### Exercise set
1: Repeat the part of the obituary starting at "A senior neurologist" and ending at "science in 2006.", switching "Lifetime Achievement Award" to "Career Achievement Award" wherever it appears.
2: According to the obituary, in what year was Dr. Karpati appointed a Knight of the Ordre national du Quebec?

### Quoted passage ###

Dr. George Karpati, Neuromuscular Expert, Dies
George Karpati, MD, an internationally renowned expert on neuromuscular disorders, died Feb. 6 at the age of 74, while attending a working dinner at the McGill University Faculty Club. He had been well the preceding evening.
A senior neurologist and neuroscientist, Dr. Karpati was the Izaak Walton Killiam Chair and Professor of Neurology at McGill University, where he worked for more than 40 years. His research on muscular dystrophy was recognized by numerous awards, including the Lifetime Achievement Award from the World Federation of Neurology (2006) and the Lifetime Achievement Award in Neuromuscular Research and Clinics from the Muscular Dystrophy Association of Canada in 2006. In 2005, he was appointed a Knight of the Ordre national du Quebec, one of the country's top honors, and he received the Wilder Penfield Prize for outstanding contributions to biomedical science in 2006.
Dr. Karpati's research resulted in more than 300 basic and clinical science papers and review articles, embracing multidisciplinary approaches in histology, cytochemistry, molecular biology, and stem cell transfer. He edited and co-authored five major books on neuromuscular disorders, including the textbook Pathology of Skeletal Muscle (Oxford University Press 2001), considered a classic in the field.
Among his achievements, he was the first to report in 1988 in Nature the localization of dystrophin to the muscle fiber surface and to demonstrate dystrophin deficiency in patients with Duchenne muscular dystrophy (DMD). In gene therapy experiments, he successfully used adenovirus to replace the dystrophin gene in mice models of DMD, and in 1990, conducted the first study of myoblast transfer in nine boys with DMD; the results were reported in 1993 in the Annals of Neurology. From 2001 to 2006, he directed an international consortium dedicated to molecular therapies of nervous system diseases.
INNOVATIVE AND COMPASSIONATE
His colleagues at the McGill Montreal Neurological Institute (MNI) remembered him as an innovative investigator and compassionate clinician.

### Data extracts ###

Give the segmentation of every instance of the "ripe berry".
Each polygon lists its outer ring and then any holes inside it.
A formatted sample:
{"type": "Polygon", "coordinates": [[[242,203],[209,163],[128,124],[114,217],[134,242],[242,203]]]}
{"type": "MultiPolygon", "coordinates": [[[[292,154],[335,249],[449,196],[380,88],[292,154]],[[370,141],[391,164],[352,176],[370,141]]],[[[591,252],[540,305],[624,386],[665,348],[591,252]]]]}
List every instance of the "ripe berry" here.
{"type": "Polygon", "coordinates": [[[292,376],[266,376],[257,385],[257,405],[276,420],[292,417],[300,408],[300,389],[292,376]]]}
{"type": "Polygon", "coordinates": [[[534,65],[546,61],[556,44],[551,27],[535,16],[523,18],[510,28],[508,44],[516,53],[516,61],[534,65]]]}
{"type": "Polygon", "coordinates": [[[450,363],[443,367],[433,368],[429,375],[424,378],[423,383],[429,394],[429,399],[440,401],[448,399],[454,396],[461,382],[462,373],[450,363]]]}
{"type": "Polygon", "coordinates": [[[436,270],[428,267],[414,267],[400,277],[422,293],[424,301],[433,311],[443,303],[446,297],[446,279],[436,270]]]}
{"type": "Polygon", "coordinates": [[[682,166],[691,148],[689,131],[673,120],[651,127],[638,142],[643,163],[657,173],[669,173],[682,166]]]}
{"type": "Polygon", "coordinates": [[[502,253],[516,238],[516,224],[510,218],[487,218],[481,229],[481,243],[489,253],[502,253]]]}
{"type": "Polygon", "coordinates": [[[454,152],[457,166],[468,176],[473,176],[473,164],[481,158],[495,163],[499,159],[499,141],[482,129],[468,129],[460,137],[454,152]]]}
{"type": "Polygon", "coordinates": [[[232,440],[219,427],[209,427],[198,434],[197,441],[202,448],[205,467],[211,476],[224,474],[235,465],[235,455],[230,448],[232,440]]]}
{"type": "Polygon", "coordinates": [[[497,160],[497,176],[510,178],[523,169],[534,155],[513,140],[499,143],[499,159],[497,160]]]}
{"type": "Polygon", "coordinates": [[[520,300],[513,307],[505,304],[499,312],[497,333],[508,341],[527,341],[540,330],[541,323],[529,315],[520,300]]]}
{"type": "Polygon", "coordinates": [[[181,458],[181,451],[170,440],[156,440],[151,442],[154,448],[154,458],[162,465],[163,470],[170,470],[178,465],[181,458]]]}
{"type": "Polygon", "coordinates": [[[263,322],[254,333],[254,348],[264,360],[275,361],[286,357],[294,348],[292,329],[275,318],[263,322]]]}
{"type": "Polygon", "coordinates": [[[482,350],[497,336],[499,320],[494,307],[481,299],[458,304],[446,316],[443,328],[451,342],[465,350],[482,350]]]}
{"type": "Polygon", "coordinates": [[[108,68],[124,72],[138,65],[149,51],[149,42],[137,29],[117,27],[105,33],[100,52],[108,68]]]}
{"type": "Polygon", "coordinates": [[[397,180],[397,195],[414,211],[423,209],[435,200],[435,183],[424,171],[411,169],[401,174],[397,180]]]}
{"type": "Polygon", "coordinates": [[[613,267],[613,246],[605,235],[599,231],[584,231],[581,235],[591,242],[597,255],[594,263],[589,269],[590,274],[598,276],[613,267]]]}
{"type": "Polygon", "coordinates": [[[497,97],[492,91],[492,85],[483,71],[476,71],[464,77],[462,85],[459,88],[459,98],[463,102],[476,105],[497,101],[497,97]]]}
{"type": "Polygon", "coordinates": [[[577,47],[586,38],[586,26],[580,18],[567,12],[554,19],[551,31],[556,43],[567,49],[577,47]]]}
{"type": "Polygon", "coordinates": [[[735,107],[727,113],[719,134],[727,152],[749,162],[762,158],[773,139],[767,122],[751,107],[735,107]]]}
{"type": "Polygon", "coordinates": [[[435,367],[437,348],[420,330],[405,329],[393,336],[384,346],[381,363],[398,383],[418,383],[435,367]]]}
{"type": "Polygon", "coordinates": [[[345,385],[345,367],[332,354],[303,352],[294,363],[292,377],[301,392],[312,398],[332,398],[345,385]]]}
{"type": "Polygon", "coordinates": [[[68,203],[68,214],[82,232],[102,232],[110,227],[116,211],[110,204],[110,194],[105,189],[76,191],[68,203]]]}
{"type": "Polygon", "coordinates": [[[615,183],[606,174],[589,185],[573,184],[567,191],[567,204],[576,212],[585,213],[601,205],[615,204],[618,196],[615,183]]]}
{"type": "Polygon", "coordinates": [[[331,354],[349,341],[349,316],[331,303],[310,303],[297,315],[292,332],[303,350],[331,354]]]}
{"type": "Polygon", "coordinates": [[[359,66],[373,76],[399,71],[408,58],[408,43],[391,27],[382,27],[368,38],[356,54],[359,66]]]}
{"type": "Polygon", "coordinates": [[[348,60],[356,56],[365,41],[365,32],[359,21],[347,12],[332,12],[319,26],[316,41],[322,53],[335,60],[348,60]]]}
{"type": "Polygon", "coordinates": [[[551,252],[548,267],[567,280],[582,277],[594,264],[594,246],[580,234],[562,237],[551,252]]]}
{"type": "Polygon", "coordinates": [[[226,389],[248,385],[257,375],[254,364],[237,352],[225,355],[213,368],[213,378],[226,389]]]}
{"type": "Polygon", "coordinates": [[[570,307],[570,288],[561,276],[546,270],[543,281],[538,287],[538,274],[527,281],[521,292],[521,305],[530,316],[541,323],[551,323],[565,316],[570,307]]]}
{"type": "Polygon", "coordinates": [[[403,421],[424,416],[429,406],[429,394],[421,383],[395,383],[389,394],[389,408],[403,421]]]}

###

### Exercise solutions
1:
A senior neurologist and neuroscientist, Dr. Karpati was the Izaak Walton Killiam Chair and Professor of Neurology at McGill University, where he worked for more than 40 years. His research on muscular dystrophy was recognized by numerous awards, including the Career Achievement Award from the World Federation of Neurology (2006) and the Career Achievement Award in Neuromuscular Research and Clinics from the Muscular Dystrophy Association of Canada in 2006. In 2005, he was appointed a Knight of the Ordre national du Quebec, one of the country's top honors, and he received the Wilder Penfield Prize for outstanding contributions to biomedical science in 2006.

2: 2005